▸ Supplied data:
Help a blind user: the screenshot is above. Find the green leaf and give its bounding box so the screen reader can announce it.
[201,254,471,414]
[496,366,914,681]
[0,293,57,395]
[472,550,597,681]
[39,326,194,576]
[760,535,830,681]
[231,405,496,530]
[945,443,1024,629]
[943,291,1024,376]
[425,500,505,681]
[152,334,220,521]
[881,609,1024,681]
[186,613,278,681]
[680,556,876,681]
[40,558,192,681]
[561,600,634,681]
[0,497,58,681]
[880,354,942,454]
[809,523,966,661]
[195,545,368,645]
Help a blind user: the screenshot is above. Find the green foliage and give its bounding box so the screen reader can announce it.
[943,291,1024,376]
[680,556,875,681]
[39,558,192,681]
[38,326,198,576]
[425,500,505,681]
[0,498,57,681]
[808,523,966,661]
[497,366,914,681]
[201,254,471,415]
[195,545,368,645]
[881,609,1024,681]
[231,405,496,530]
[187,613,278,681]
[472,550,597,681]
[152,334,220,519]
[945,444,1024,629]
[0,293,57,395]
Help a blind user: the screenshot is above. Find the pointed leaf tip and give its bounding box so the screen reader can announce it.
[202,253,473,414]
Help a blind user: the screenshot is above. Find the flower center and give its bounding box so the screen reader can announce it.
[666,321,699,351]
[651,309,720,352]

▸ Exercise instructions: Print each line, exactly as written, from the one that contains "Help a blind user: the screenshot is above. Find the pointed" to the end of the data above, with both end lines included and nothing else.

▸ Answer space:
Help a blind user: the screenshot is above. Find the pointed leaf tip and give its bounding box so the screen reader can announce it.
[202,253,473,414]
Help a blind user: the screenshot is above. Find the flower center and give its bounding box so the screen reader can announce it.
[666,321,699,351]
[651,309,720,352]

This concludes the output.